Testo dell'esercizio –
--------------------
I nuovi principi costituzionali non possono abrogare
per implicito le disposizioni delle leggi previgenti

Le recenti modifiche al capo V della Costituzione, introdotte con la legge 18 ottobre 2001, n. 3, hanno animato un acceso dibattito, del quale si è dato conto nella presente rivista (1), circa la persistenza o meno del sistema dei controlli sugli atti degli Enti locali da parte dei CO.RE.CO.

Tale dibattito impone un breve intervento, anche al fine di evitare che le amministrazioni interessate siano fuorviate dalle tesi fin qui sostenute (quasi tutte concordi nel ritenere implicitamente abrogati i controlli a decorrere dall’8 novembre 2001, data di entrata in vigore della citata L. costituzionale n. 3/2001) e rimangano esposte ad azioni (anche di responsabilità) che potranno essere intentate a seguito della mancata sottoposizione al controllo di atti deliberativi e della attribuzione ad essi dell'immediata efficacia.
--------------------
Dati grezzi –
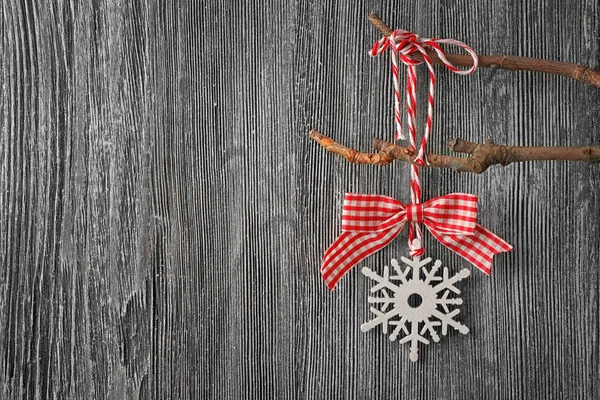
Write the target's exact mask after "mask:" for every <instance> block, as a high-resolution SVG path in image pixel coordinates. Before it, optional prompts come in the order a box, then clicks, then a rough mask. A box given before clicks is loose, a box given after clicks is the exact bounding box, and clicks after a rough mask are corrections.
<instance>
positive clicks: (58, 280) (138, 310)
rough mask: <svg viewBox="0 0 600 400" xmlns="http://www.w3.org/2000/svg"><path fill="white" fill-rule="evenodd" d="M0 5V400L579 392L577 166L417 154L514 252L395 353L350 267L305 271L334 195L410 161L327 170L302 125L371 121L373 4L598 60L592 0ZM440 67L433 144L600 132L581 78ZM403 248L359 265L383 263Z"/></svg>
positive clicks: (598, 379)
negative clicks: (466, 72) (376, 330)
mask: <svg viewBox="0 0 600 400" xmlns="http://www.w3.org/2000/svg"><path fill="white" fill-rule="evenodd" d="M0 10H1V16H2V18H0V30H1V32H2V41H1V42H0V43H1V44H0V46H1V47H0V57H1V58H0V59H1V60H2V61H1V62H0V76H1V77H2V79H1V82H2V88H3V90H2V92H1V93H0V99H1V101H0V109H1V110H2V118H0V143H1V151H0V261H1V263H0V265H1V268H0V285H1V287H2V292H1V294H0V310H2V311H1V312H0V356H1V364H0V365H1V367H0V397H1V398H7V399H12V398H117V399H121V398H161V399H162V398H242V397H243V398H253V399H254V398H352V399H362V398H424V399H438V398H495V399H504V398H515V399H517V398H532V399H533V398H582V399H583V398H593V396H594V395H596V393H598V392H599V390H600V372H599V369H600V340H599V329H600V328H599V327H600V322H599V321H600V311H599V310H600V303H599V298H600V296H599V294H600V273H599V272H598V265H599V263H600V235H598V232H599V231H600V223H599V221H600V196H599V192H598V190H599V189H598V188H600V181H599V179H600V178H599V175H600V174H599V168H600V166H598V165H579V164H567V163H549V162H540V163H535V164H523V165H513V166H509V167H507V168H490V170H489V171H487V172H486V173H485V174H484V175H482V176H468V175H466V174H460V175H456V174H453V173H452V172H450V171H441V170H437V171H435V170H431V171H426V172H424V173H423V183H424V195H425V196H426V197H433V196H437V195H440V194H445V193H450V192H456V191H465V192H471V193H477V194H479V196H480V210H481V211H480V212H481V217H480V220H481V222H482V224H483V225H484V226H486V227H488V228H489V229H491V230H493V231H494V232H496V233H498V234H499V235H501V236H503V237H504V238H506V239H507V240H508V241H510V242H511V243H512V244H513V245H514V246H515V250H513V251H512V252H511V253H509V254H507V255H502V256H500V257H497V261H496V263H495V270H494V272H493V274H492V276H491V277H485V276H483V275H482V274H480V273H478V272H476V271H475V272H474V273H473V275H472V277H471V278H469V280H467V281H466V282H465V283H464V284H463V285H462V289H463V295H462V297H463V298H464V299H465V304H464V305H463V306H462V307H461V310H462V311H461V316H462V317H461V318H462V321H463V322H464V323H466V324H467V325H468V326H469V327H470V329H471V333H470V334H469V335H468V336H462V335H457V334H454V333H450V334H449V336H448V337H444V338H443V339H442V341H441V343H439V344H432V345H430V346H426V347H423V348H422V349H421V360H420V361H419V362H418V363H417V364H413V363H411V362H410V361H409V360H408V349H407V348H405V347H404V346H401V345H399V344H398V343H392V342H390V341H389V340H388V339H387V337H385V336H383V335H381V334H380V333H379V332H377V331H372V332H369V333H367V334H363V333H362V332H360V329H359V327H360V324H361V323H362V322H364V321H366V320H367V319H369V309H368V305H367V302H366V298H367V296H368V291H369V288H370V283H369V282H368V281H367V280H366V279H364V277H362V275H361V274H360V273H359V272H358V270H355V271H351V272H350V273H349V274H348V275H347V276H346V277H345V278H344V279H343V281H342V282H341V283H340V285H339V287H338V289H336V290H335V291H334V292H329V291H328V290H327V289H326V287H325V285H324V284H323V283H322V281H321V278H320V275H319V272H318V271H319V263H320V259H321V256H322V253H323V251H324V250H325V249H326V248H327V246H328V245H329V243H330V242H331V241H332V240H333V239H334V238H335V236H336V235H337V234H338V233H339V221H340V205H341V200H342V195H343V193H344V191H357V192H364V193H382V194H388V195H392V196H396V197H398V198H400V199H402V200H407V199H408V191H407V189H406V188H407V186H406V185H407V183H408V173H407V168H406V167H405V166H401V165H394V166H392V167H389V168H378V167H372V166H354V165H348V164H347V163H346V162H345V161H344V160H342V159H339V158H334V157H333V156H332V155H331V154H328V153H326V152H324V151H322V149H320V148H319V147H318V146H317V145H316V144H314V143H313V142H311V141H310V140H309V139H308V132H309V131H310V129H312V128H318V129H319V130H321V131H322V132H323V133H324V134H327V135H329V136H331V137H333V138H334V139H335V140H337V141H340V142H342V143H344V144H347V145H351V146H353V147H356V148H361V149H364V150H368V149H369V148H370V145H371V142H372V139H373V137H382V138H384V139H387V140H389V139H391V137H392V135H393V130H394V127H393V125H392V122H393V121H392V111H391V110H392V109H391V100H392V99H391V77H390V74H389V58H388V57H387V56H382V57H379V58H371V57H369V56H368V55H367V50H368V49H369V48H370V46H371V44H372V43H373V41H374V40H376V39H377V34H376V32H374V30H373V29H372V28H371V27H370V26H369V24H368V22H367V19H366V16H367V15H368V14H369V13H370V12H373V11H376V12H378V13H379V15H380V16H381V17H382V18H383V19H384V20H385V21H386V22H388V23H389V24H390V25H392V26H397V27H403V28H407V29H411V30H413V31H415V32H418V33H420V34H422V35H424V36H438V37H453V38H456V39H459V40H462V41H464V42H466V43H469V44H470V45H472V46H473V47H474V48H475V49H476V50H479V51H481V52H482V53H486V54H504V53H506V54H514V55H519V56H526V57H541V58H548V59H556V60H561V61H568V62H578V63H581V64H583V65H589V66H592V67H595V68H598V66H599V65H598V62H599V59H600V58H599V54H600V53H599V48H600V45H599V42H600V40H599V39H598V38H599V37H600V36H599V35H600V33H599V32H600V22H599V21H600V18H599V5H598V2H596V1H592V0H585V1H581V2H559V1H554V0H544V1H542V0H537V1H533V0H532V1H527V2H512V1H491V0H486V1H480V2H469V1H462V0H461V1H457V2H437V1H419V2H413V1H400V2H394V3H391V2H371V1H368V2H365V1H360V2H358V3H356V4H354V5H353V6H351V7H350V6H349V5H348V4H345V3H335V2H334V3H322V4H320V3H318V4H315V3H313V2H308V1H298V2H283V1H268V2H266V3H261V4H260V5H259V4H254V3H252V2H235V3H233V4H231V3H229V4H220V3H217V2H195V1H174V2H156V1H138V0H135V1H127V2H125V1H116V0H103V1H96V2H67V1H56V2H20V1H17V0H7V1H5V2H4V3H2V6H1V8H0ZM438 71H439V74H438V84H437V90H436V91H437V92H436V109H435V116H434V136H433V138H432V140H431V142H430V143H431V144H430V146H431V149H432V151H434V152H436V153H439V154H446V153H447V150H445V141H446V140H447V139H450V138H452V137H454V136H456V134H457V133H460V136H461V137H464V138H465V139H467V140H471V141H474V142H481V141H483V140H484V139H485V138H487V137H491V138H492V139H494V140H495V141H496V142H498V143H506V144H514V145H549V146H568V145H586V144H599V143H600V136H599V135H598V134H597V132H598V126H599V125H598V124H599V123H600V117H599V116H600V92H598V90H597V89H595V88H592V87H585V86H584V85H582V84H580V83H578V82H575V81H571V80H569V79H567V78H563V77H554V76H545V75H536V74H532V73H511V72H506V71H493V70H481V71H478V72H476V74H475V75H473V76H471V77H459V76H456V75H453V74H451V73H449V72H448V71H444V70H442V69H441V68H438ZM419 72H420V73H422V72H423V71H419ZM420 76H421V78H422V80H421V82H424V80H423V79H424V75H420ZM421 88H423V93H425V92H424V90H425V89H424V88H425V85H422V86H421ZM420 109H421V110H424V102H421V103H420ZM419 123H422V118H420V119H419ZM404 242H405V240H404V236H403V235H401V239H399V240H397V241H396V242H394V243H393V244H392V245H391V246H390V247H389V248H386V249H384V250H383V251H382V252H380V253H378V254H377V255H375V256H373V257H371V258H369V259H367V260H366V261H364V262H363V263H362V265H368V266H370V267H375V268H381V266H383V265H384V264H386V263H388V262H389V259H390V258H392V257H397V256H398V255H403V254H406V253H407V249H406V244H405V243H404ZM426 245H427V249H428V253H429V254H431V255H432V256H439V257H440V258H441V259H443V260H444V261H445V263H446V265H448V266H449V267H450V269H451V270H454V271H456V270H458V269H460V268H462V267H463V266H464V263H463V262H462V260H461V259H459V257H457V256H455V255H452V254H450V252H449V251H448V250H446V249H444V248H443V247H442V246H441V245H439V244H437V243H435V242H434V241H433V240H427V243H426Z"/></svg>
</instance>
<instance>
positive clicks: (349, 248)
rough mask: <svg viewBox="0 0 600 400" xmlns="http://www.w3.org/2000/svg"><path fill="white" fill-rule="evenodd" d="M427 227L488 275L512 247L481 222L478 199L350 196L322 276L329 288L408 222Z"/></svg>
mask: <svg viewBox="0 0 600 400" xmlns="http://www.w3.org/2000/svg"><path fill="white" fill-rule="evenodd" d="M407 222H409V223H423V225H425V227H426V228H427V230H428V231H429V232H430V233H431V234H432V235H433V236H434V237H435V238H436V239H437V240H438V241H440V242H441V243H442V244H443V245H444V246H446V247H447V248H449V249H450V250H452V251H453V252H455V253H456V254H458V255H460V256H461V257H463V258H464V259H465V260H467V261H469V262H470V263H471V264H473V265H474V266H476V267H477V268H479V269H480V270H482V271H483V272H485V273H486V274H489V273H490V272H491V268H492V261H493V257H494V255H495V254H498V253H501V252H505V251H510V250H511V249H512V246H511V245H510V244H509V243H507V242H505V241H504V240H503V239H502V238H500V237H498V236H496V235H495V234H494V233H493V232H491V231H488V230H487V229H485V228H484V227H482V226H481V225H479V224H477V196H476V195H472V194H464V193H453V194H448V195H445V196H440V197H436V198H434V199H431V200H429V201H426V202H425V203H423V204H408V205H405V204H403V203H401V202H400V201H398V200H396V199H393V198H391V197H388V196H381V195H370V194H367V195H363V194H356V193H346V196H345V197H344V206H343V212H342V234H341V235H340V236H339V237H338V238H337V239H336V240H335V242H333V244H332V245H331V246H330V247H329V248H328V249H327V251H326V252H325V255H324V257H323V265H322V267H321V273H322V274H323V279H324V280H325V282H326V283H327V286H328V287H329V288H330V289H333V288H334V286H335V285H336V283H337V282H338V281H339V280H340V279H341V277H342V276H343V275H344V274H345V273H346V272H347V271H348V270H349V269H351V268H352V267H354V266H355V265H356V264H358V263H359V262H360V261H361V260H363V259H364V258H366V257H368V256H370V255H371V254H373V253H375V252H377V251H379V250H381V249H382V248H384V247H385V246H387V245H388V244H389V243H390V242H391V241H392V240H393V239H394V238H395V237H396V236H398V234H399V233H400V231H402V229H403V228H404V226H405V225H406V223H407Z"/></svg>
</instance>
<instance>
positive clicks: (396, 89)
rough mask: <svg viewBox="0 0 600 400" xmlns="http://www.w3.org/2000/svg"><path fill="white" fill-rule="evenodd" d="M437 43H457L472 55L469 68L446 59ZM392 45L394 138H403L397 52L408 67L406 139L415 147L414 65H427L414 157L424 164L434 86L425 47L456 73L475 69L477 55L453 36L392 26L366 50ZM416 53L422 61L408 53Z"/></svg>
mask: <svg viewBox="0 0 600 400" xmlns="http://www.w3.org/2000/svg"><path fill="white" fill-rule="evenodd" d="M440 44H447V45H453V46H458V47H460V48H462V49H464V50H465V51H466V52H467V53H468V54H469V55H470V56H471V57H472V58H473V66H472V67H471V68H469V69H466V70H462V69H459V68H458V67H456V66H455V65H453V64H452V63H450V61H448V59H447V58H446V54H445V53H444V50H443V49H442V48H441V47H440ZM388 48H391V49H392V76H393V82H394V109H395V110H394V114H395V122H396V140H399V139H405V137H404V134H403V133H402V123H401V119H400V86H399V83H398V60H397V59H398V54H400V61H402V63H403V64H404V65H406V66H407V67H408V77H407V83H406V94H407V96H406V97H407V114H408V130H409V134H410V142H411V147H413V149H412V150H415V149H416V127H415V120H416V115H417V103H416V99H415V93H416V90H417V77H416V72H415V67H416V66H417V65H419V64H422V63H423V62H424V63H425V64H427V68H428V69H429V98H428V101H427V121H426V125H425V133H424V135H423V138H422V140H421V147H420V149H419V152H418V154H417V157H416V159H415V162H416V163H417V165H420V166H422V165H425V164H426V163H427V156H426V147H427V141H428V140H429V134H430V132H431V125H432V118H433V95H434V86H435V71H434V69H433V63H432V61H431V58H430V57H429V54H428V53H427V50H431V51H433V52H435V53H436V55H437V57H438V58H439V59H440V61H441V62H442V64H444V66H445V67H446V68H448V69H449V70H450V71H452V72H454V73H457V74H459V75H469V74H471V73H473V72H474V71H475V69H477V65H478V63H479V59H478V57H477V54H476V53H475V51H473V49H471V48H470V47H469V46H467V45H466V44H464V43H463V42H459V41H458V40H454V39H437V38H421V37H420V36H419V35H416V34H414V33H412V32H409V31H405V30H401V29H398V30H395V31H394V32H392V34H391V35H390V36H385V37H383V38H381V39H380V40H378V41H377V42H375V44H373V47H372V49H371V51H370V54H371V55H372V56H377V55H379V54H381V53H382V52H384V51H385V50H387V49H388ZM415 53H419V54H421V56H422V57H423V61H419V60H415V59H414V58H412V57H410V56H411V55H412V54H415Z"/></svg>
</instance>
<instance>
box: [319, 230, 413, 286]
mask: <svg viewBox="0 0 600 400" xmlns="http://www.w3.org/2000/svg"><path fill="white" fill-rule="evenodd" d="M401 229H402V227H401V226H394V227H392V228H390V229H385V230H383V231H380V232H344V233H342V234H341V235H340V236H338V238H337V239H336V240H335V242H333V243H332V244H331V246H329V248H328V249H327V251H326V252H325V255H324V256H323V265H322V266H321V274H322V275H323V279H324V280H325V283H326V284H327V287H329V289H330V290H333V288H334V287H335V285H336V284H337V282H338V281H339V280H340V279H341V278H342V276H344V274H345V273H346V272H348V270H350V269H351V268H352V267H354V266H355V265H356V264H358V263H359V262H360V261H361V260H363V259H365V258H366V257H368V256H370V255H371V254H373V253H375V252H377V251H379V250H381V249H382V248H384V247H385V246H387V245H388V244H389V243H390V242H391V241H392V240H394V238H395V237H396V236H398V233H400V230H401Z"/></svg>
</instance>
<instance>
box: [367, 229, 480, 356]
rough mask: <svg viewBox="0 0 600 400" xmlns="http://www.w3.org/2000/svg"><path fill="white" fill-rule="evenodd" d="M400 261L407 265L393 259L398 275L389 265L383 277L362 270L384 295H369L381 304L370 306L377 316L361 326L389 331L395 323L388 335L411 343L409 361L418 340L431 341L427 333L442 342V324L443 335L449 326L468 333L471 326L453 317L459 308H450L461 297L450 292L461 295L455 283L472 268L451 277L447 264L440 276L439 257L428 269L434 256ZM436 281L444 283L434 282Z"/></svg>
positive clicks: (458, 303)
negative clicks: (460, 322) (440, 336)
mask: <svg viewBox="0 0 600 400" xmlns="http://www.w3.org/2000/svg"><path fill="white" fill-rule="evenodd" d="M416 240H418V239H415V241H416ZM401 260H402V262H403V263H405V264H406V265H407V267H406V268H405V269H404V270H402V268H400V265H399V264H398V261H396V260H392V267H394V270H395V271H396V275H392V276H390V272H389V267H388V266H387V265H386V266H385V267H384V269H383V276H380V275H378V274H377V273H376V272H375V271H373V270H371V269H369V268H367V267H364V268H363V269H362V273H363V274H364V275H365V276H367V277H369V278H371V279H372V280H374V281H376V282H377V285H375V286H373V287H372V288H371V292H372V293H376V292H379V294H380V295H381V296H382V297H369V303H371V304H380V305H381V308H380V309H378V308H375V307H371V312H372V313H373V314H375V318H373V319H372V320H370V321H368V322H366V323H364V324H362V325H361V327H360V329H361V330H362V331H363V332H367V331H369V330H371V329H373V328H375V327H376V326H379V325H381V327H382V331H383V333H384V334H387V333H388V330H389V327H388V325H391V326H394V330H393V331H392V332H391V333H390V336H389V337H390V340H392V341H393V340H396V339H397V338H398V336H400V335H402V338H401V339H400V343H410V360H411V361H417V360H418V359H419V348H418V344H419V342H421V343H424V344H429V340H428V339H427V337H426V336H424V335H429V336H430V337H431V338H432V339H433V341H434V342H439V340H440V337H439V335H438V332H437V330H436V328H437V327H441V331H442V335H446V334H447V333H448V327H449V326H450V327H452V328H454V329H456V330H457V331H459V332H460V333H462V334H463V335H466V334H467V333H469V328H467V327H466V326H465V325H463V324H461V323H460V322H458V321H456V320H455V319H454V317H456V316H457V315H458V313H459V312H460V310H459V309H454V310H452V311H450V308H449V306H451V305H460V304H462V299H460V298H450V297H448V296H449V295H450V293H451V292H454V293H455V294H460V290H459V289H458V288H457V287H456V286H455V283H457V282H459V281H460V280H462V279H464V278H466V277H468V276H469V275H470V274H471V271H469V270H468V269H467V268H465V269H462V270H461V271H460V272H459V273H458V274H456V275H454V276H452V277H450V276H449V273H448V268H446V267H444V274H443V277H439V276H437V272H438V270H439V268H440V266H441V265H442V262H441V261H440V260H436V261H435V263H434V264H433V266H432V267H431V269H429V270H428V269H427V268H426V267H425V266H426V265H427V264H429V263H430V262H431V258H426V259H425V260H422V261H421V260H420V259H419V257H415V258H414V259H412V260H409V259H408V258H404V257H402V258H401ZM421 272H422V273H421ZM392 281H399V282H398V283H394V282H392ZM435 281H441V282H440V283H438V284H435V285H434V284H432V282H435ZM390 294H391V296H390ZM390 305H391V306H392V307H391V309H390V308H389V307H390Z"/></svg>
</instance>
--------------------
Azioni richieste –
#1 Riscrivi il brano del testo sui controlli degli atti degli Enti locali che comincia con "Le recenti modifiche" e finisce con "parte dei CO.RE.CO.", sostituendo "acceso dibattito" con "vivace dibattito".
#2 Continua il testo sui controlli degli atti degli Enti locali a partire dall'ultima frase riportata.

Elenco risposte –
#1
Le recenti modifiche al capo V della Costituzione, introdotte con la legge 18 ottobre 2001, n. 3, hanno animato un vivace dibattito, del quale si è dato conto nella presente rivista (1), circa la persistenza o meno del sistema dei controlli sugli atti degli Enti locali da parte dei CO.RE.CO.

#2
Gli argomenti utilizzati da coloro che propendono per una presunta abrogazione tacita ed immediata delle disposizioni che prevedevano i controlli sugli ee.ll., fanno essenzialmente leva su due aspetti:

a) la circostanza che è stato abrogato espressamente l’art. 130 Cost., il quale offriva in precedenza copertura costituzionale ai controlli sugli ee.ll.; più in generale si è fatto riferimento, per sostenere la tesi, ad una serie di principi contenuti nel nuovo titolo V della Costituzione dai quali deriverebbe la postulata abrogazione per incompatibilità delle norme statali in materia;

b) si è anche osservato (ma tale osservazione, a ben vedere, costituisce nient’altro che ulteriore utilizzo, sotto altro profilo, dell’argomento sub a) che l’articolo 126, comma 1, del D.lgs 267/2000, nel prevedere il controllo preventivo sugli atti locali, fa espresso riferimento all’ormai abrogato art. 130 della Costituzione.

Si tratta di argomenti certo non irrilevanti, ma che non reggono ad un attento vaglio critico.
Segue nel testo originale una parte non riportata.